> **EXCERPT TO READ**

+--

Given the pressures of composition,
Rossini, like Bach, Haydn, Paisiello
and Cimarosa before him, did not hesitate
to re-use themes or sections of music
from an earlier work which had not been
heard in the city of the new composition.
It was a common practice of the time
and not a reflection on Rossini’s personal
predilection for socialising on arrival
in the city scheduled for his new work
and before settling down to compose
in his usual speedy and felicitous manner.
Rossini’s father was a professional
horn player and his mother an untrained,
but skilled, soprano who sang small
parts in opera. By age 13, as well as
singing in Paer’s opera Camilla
in Bologna to which city the family
had moved, the young Gioachino had composed
the admired ‘six sonate a quatro’ as
well as several overtures and masses.
At 14 he entered the Liceo Musicale
in Bologna and was reported to have
devoured the music of Haydn and Mozart.
More importantly he supplied display
arias for insertion into operas by other
composers being performed in Bologna
- a common practice.
His first opera was composed during
his time as a student to a commission
by the tenor Domenico Marbelli who,
together with his two daughters, formed
the nucleus of an itinerant operatic
group commonly found at that time. That
work, Demetrio e Polibio,
(No 1) was not staged until May 1812
by which time five of Rossini’s other
works had been presented. A CD issue
of a live performance from the 1992
Valle d’Itria Festival was issued on
the Dynamic label in 1997 (CDS 171).

+--

> **DATA**
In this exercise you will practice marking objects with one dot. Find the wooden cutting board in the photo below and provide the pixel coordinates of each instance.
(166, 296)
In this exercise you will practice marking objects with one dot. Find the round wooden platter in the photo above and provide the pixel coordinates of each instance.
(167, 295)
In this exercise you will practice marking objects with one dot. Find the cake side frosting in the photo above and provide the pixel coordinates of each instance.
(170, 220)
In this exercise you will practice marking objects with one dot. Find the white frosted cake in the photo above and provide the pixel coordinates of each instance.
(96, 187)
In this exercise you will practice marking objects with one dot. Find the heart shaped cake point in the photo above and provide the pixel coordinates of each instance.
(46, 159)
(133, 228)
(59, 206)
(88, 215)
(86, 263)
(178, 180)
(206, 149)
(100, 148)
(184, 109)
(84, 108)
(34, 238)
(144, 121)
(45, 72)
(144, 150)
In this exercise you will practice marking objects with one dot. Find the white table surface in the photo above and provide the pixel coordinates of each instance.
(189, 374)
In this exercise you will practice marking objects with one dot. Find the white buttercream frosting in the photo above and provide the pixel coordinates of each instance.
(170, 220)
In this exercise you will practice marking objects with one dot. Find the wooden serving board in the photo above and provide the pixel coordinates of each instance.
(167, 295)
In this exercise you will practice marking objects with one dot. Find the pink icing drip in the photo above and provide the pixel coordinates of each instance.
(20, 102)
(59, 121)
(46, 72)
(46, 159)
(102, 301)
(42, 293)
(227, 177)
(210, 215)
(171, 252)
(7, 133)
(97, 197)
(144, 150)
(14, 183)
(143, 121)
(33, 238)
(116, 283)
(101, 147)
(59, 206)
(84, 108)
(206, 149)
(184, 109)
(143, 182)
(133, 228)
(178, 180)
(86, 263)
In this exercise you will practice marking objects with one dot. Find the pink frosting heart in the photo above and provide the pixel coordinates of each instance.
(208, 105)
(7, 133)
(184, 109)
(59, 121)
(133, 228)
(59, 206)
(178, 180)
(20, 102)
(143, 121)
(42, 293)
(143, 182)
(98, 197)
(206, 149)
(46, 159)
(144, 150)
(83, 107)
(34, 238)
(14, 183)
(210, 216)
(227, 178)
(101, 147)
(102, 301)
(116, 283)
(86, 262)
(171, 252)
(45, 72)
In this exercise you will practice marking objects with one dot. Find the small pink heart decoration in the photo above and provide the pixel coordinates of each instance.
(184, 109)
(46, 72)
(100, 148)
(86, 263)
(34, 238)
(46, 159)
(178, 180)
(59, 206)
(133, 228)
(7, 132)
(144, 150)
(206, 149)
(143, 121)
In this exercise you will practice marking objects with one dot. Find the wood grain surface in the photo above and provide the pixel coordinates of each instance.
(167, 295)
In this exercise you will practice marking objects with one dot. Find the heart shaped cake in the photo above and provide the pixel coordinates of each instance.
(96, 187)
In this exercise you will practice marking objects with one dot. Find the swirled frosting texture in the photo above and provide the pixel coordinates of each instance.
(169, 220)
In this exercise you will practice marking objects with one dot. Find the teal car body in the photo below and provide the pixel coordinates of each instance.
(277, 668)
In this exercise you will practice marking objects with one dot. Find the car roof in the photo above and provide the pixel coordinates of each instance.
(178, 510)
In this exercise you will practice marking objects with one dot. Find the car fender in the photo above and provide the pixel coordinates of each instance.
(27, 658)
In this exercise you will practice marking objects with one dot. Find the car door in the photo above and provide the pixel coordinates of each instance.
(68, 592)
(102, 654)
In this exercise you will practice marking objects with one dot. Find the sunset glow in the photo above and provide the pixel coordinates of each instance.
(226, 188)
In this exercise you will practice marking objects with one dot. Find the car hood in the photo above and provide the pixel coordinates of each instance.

+--

> **PROBLEM STATEMENT**
Return the stretch of the Rossini passage from "Given the pressures" through "and felicitous manner.", copied word for word.

> **THE RESPONSE**
Given the pressures of composition,
Rossini, like Bach, Haydn, Paisiello
and Cimarosa before him, did not hesitate
to re-use themes or sections of music
from an earlier work which had not been
heard in the city of the new composition.
It was a common practice of the time
and not a reflection on Rossini’s personal
predilection for socialising on arrival
in the city scheduled for his new work
and before settling down to compose
in his usual speedy and felicitous manner.